WHAT TO DO -
1. Name every book of the Bible that the podcast transcript cites, listing each book only once.
2. Transcribe the podcast transcript word for word, starting at the words "And having a" and stopping after "grow in holiness.".

PROVIDED TEXT -
——

Good Monday morning, and thank you for listening. Today we begin the week with a really sharp and robust question from a listener named Arnaldo. Here it is. "Hello Tony and Pastor John. Thank you for your labors in this podcast. My question is one that I've struggled with for over two decades now.
It's this. How can I live with a good conscience? The Apostle Paul often talks about the conscience and how specifically a good conscience is something he always lived with, apparently even before he became a Christian." Acts 23 1 and Acts 24 16. We also see that a good conscience is a qualification for Christian leaders in 1 Timothy 3 9.
And having a good conscience is an important goal of the Christian life for all believers, according to 1 Timothy 1 5 19. When I read the way Paul uses the word conscience in these contexts, it seems like he's saying it means to be presently walking in obedience to everything God has revealed to him.
He does not seem to mean that he's trusting in Christ's blood to cover over his indwelling sin. I believe in both the doctrine of indwelling sin and of progressive sanctification, according to texts like Proverbs 4 18 and Romans 7 verses 21 to 23. God is always revealing to me new areas and sometimes old areas where I need to grow in holiness.
These are very real sin issues that I can't simply stop doing, like turning off a light switch. These are ones in which I am engaged in a long-term, ongoing struggle and fight. So I pray for daily forgiveness, according to 1 John 1 verses 8 to 10 and Matthew 6 12.

——

DATASET SECTION -
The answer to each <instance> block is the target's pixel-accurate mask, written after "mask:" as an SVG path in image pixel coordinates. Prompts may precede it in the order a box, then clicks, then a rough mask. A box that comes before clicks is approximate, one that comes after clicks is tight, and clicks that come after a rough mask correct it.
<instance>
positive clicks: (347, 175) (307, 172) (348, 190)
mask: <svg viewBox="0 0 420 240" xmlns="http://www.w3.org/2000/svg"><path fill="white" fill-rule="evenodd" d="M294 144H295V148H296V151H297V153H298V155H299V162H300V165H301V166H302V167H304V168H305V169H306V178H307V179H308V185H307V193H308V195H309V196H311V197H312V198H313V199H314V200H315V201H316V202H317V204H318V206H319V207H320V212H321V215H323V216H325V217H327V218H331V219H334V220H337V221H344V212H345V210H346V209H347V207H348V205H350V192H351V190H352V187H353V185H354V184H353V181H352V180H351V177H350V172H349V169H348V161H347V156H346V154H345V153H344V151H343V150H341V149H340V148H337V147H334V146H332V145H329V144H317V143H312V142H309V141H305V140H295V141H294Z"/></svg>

——

RESPONSES BY TASK -
1. Acts, 1 Timothy, Proverbs, Romans, 1 John, Matthew

2.
And having a good conscience is an important goal of the Christian life for all believers, according to 1 Timothy 1 5 19. When I read the way Paul uses the word conscience in these contexts, it seems like he's saying it means to be presently walking in obedience to everything God has revealed to him.
He does not seem to mean that he's trusting in Christ's blood to cover over his indwelling sin. I believe in both the doctrine of indwelling sin and of progressive sanctification, according to texts like Proverbs 4 18 and Romans 7 verses 21 to 23. God is always revealing to me new areas and sometimes old areas where I need to grow in holiness.